Start of Block

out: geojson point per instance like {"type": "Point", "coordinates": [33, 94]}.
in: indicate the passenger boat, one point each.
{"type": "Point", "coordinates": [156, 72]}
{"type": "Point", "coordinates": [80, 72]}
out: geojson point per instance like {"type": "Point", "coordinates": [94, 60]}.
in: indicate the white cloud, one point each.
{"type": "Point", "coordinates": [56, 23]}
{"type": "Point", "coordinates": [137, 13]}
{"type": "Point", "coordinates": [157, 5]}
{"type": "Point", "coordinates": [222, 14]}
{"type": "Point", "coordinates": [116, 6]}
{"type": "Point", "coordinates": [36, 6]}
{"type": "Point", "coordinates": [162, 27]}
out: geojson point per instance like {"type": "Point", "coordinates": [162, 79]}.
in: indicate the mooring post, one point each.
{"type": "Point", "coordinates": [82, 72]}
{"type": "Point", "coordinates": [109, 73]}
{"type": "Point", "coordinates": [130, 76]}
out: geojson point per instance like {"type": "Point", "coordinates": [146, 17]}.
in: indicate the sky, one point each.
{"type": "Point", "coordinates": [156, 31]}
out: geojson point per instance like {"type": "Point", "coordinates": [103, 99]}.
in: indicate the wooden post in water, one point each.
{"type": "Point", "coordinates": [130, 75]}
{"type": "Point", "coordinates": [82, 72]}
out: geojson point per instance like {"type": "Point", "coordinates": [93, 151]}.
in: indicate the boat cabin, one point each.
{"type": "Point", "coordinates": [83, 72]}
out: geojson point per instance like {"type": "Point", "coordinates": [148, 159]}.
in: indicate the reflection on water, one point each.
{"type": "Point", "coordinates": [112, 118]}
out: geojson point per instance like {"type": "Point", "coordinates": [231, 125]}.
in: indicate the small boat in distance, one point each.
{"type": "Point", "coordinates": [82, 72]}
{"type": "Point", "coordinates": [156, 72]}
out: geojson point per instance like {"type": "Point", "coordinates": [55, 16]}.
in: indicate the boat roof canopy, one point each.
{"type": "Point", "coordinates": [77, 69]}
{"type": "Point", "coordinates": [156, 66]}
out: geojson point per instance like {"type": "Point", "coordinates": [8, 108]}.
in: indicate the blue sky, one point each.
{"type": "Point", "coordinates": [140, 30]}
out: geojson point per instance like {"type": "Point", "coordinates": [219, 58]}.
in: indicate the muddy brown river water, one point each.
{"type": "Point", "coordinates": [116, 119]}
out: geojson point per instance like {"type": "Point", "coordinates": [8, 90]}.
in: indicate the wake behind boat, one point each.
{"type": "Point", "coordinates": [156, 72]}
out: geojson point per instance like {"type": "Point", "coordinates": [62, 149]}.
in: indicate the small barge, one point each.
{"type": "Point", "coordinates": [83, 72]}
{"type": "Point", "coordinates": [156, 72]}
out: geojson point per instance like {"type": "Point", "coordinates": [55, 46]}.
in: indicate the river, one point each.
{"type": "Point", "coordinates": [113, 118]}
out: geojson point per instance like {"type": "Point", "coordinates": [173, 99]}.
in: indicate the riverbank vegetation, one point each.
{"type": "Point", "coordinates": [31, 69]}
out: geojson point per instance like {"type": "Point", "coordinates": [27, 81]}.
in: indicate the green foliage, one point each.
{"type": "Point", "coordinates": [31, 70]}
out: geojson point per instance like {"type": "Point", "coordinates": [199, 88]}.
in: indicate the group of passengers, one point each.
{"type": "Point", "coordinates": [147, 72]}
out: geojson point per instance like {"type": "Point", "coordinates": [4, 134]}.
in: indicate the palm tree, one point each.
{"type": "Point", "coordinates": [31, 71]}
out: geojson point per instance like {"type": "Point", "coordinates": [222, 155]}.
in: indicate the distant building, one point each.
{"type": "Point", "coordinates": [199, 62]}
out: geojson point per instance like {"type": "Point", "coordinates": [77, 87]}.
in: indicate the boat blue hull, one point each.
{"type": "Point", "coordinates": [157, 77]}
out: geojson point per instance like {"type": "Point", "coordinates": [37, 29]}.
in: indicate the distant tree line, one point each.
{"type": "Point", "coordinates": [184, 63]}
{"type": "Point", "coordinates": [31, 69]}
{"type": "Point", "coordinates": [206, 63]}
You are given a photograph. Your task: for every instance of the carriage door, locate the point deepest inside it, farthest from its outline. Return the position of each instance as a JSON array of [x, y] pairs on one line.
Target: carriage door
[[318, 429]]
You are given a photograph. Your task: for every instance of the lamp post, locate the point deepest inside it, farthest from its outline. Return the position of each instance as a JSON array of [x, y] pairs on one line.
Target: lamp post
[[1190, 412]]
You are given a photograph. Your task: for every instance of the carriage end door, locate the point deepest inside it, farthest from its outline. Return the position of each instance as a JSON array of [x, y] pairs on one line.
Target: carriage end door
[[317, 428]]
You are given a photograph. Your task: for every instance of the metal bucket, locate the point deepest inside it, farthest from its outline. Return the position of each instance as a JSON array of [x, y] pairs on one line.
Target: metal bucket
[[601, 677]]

End of Block

▶ [What is required]:
Repeat every record, keeping each word and mark exactly as it is.

▶ [Written solution]:
out: geojson point per instance like {"type": "Point", "coordinates": [33, 94]}.
in: indicate the passenger boat, one point each.
{"type": "Point", "coordinates": [156, 72]}
{"type": "Point", "coordinates": [80, 72]}
out: geojson point per instance like {"type": "Point", "coordinates": [94, 60]}.
in: indicate the white cloud, one point each.
{"type": "Point", "coordinates": [56, 23]}
{"type": "Point", "coordinates": [137, 13]}
{"type": "Point", "coordinates": [157, 5]}
{"type": "Point", "coordinates": [222, 14]}
{"type": "Point", "coordinates": [116, 6]}
{"type": "Point", "coordinates": [36, 6]}
{"type": "Point", "coordinates": [162, 27]}
out: geojson point per instance like {"type": "Point", "coordinates": [162, 79]}.
in: indicate the mooring post, one point each.
{"type": "Point", "coordinates": [82, 72]}
{"type": "Point", "coordinates": [109, 73]}
{"type": "Point", "coordinates": [130, 76]}
out: geojson point per instance like {"type": "Point", "coordinates": [146, 17]}.
in: indicate the sky, one point each.
{"type": "Point", "coordinates": [156, 31]}
out: geojson point per instance like {"type": "Point", "coordinates": [103, 99]}.
in: indicate the wooden post in water, one point each.
{"type": "Point", "coordinates": [130, 75]}
{"type": "Point", "coordinates": [82, 72]}
out: geojson point per instance like {"type": "Point", "coordinates": [93, 151]}.
in: indicate the boat cabin, one point each.
{"type": "Point", "coordinates": [83, 72]}
out: geojson point per instance like {"type": "Point", "coordinates": [148, 159]}.
in: indicate the reflection on water, one point each.
{"type": "Point", "coordinates": [112, 118]}
out: geojson point per instance like {"type": "Point", "coordinates": [231, 125]}.
in: indicate the small boat in distance, one point each.
{"type": "Point", "coordinates": [82, 72]}
{"type": "Point", "coordinates": [156, 72]}
out: geojson point per instance like {"type": "Point", "coordinates": [55, 16]}.
in: indicate the boat roof canopy, one point each.
{"type": "Point", "coordinates": [77, 69]}
{"type": "Point", "coordinates": [156, 66]}
out: geojson point per instance like {"type": "Point", "coordinates": [8, 108]}.
in: indicate the blue sky, one point each.
{"type": "Point", "coordinates": [140, 30]}
out: geojson point per instance like {"type": "Point", "coordinates": [219, 58]}.
in: indicate the muddy brown river water, one point each.
{"type": "Point", "coordinates": [116, 119]}
out: geojson point per instance like {"type": "Point", "coordinates": [8, 90]}.
in: indicate the wake behind boat, one point each.
{"type": "Point", "coordinates": [156, 72]}
out: geojson point per instance like {"type": "Point", "coordinates": [62, 149]}.
in: indicate the small barge, one point each.
{"type": "Point", "coordinates": [83, 72]}
{"type": "Point", "coordinates": [156, 72]}
out: geojson point per instance like {"type": "Point", "coordinates": [55, 46]}.
in: indicate the river, one point each.
{"type": "Point", "coordinates": [113, 118]}
out: geojson point per instance like {"type": "Point", "coordinates": [173, 99]}.
in: indicate the riverbank vegetation, one point each.
{"type": "Point", "coordinates": [31, 69]}
out: geojson point per instance like {"type": "Point", "coordinates": [27, 81]}.
in: indicate the green foliage, one point each.
{"type": "Point", "coordinates": [31, 70]}
out: geojson point per instance like {"type": "Point", "coordinates": [199, 88]}.
in: indicate the group of passengers, one point each.
{"type": "Point", "coordinates": [147, 72]}
out: geojson point per instance like {"type": "Point", "coordinates": [4, 134]}.
in: indicate the palm tree, one point each.
{"type": "Point", "coordinates": [31, 71]}
out: geojson point per instance like {"type": "Point", "coordinates": [222, 155]}.
in: indicate the distant building, one point each.
{"type": "Point", "coordinates": [199, 62]}
out: geojson point per instance like {"type": "Point", "coordinates": [77, 87]}.
in: indicate the boat blue hull, one point each.
{"type": "Point", "coordinates": [157, 77]}
out: geojson point per instance like {"type": "Point", "coordinates": [37, 29]}.
in: indicate the distant tree line, one point each.
{"type": "Point", "coordinates": [184, 63]}
{"type": "Point", "coordinates": [31, 69]}
{"type": "Point", "coordinates": [206, 63]}
You are given a photograph. Your task: for every instance of the carriage door, locate the point deepest inside it, farthest from its outline. Return the position of each instance as a JSON array of [x, y] pairs on one line.
Target: carriage door
[[318, 429]]
You are given a photograph. Your task: for every instance of the lamp post, locate the point deepest inside it, farthest from its outline. Return the position of each instance as a JSON array of [x, y] pairs on one line.
Target: lamp post
[[1190, 412]]
You are given a photograph. Your task: for every instance of the carriage end door, locate the point deepest inside it, farthest from its outline. Return the position of each instance as a JSON array of [x, y] pairs on one line.
Target: carriage end door
[[317, 428]]
You are given a photograph. Your task: for every instance of the metal bucket, locate the point deepest inside it, farthest from its outline. Return the position of each instance as a JSON array of [x, y] pairs on one line.
Target: metal bucket
[[601, 677]]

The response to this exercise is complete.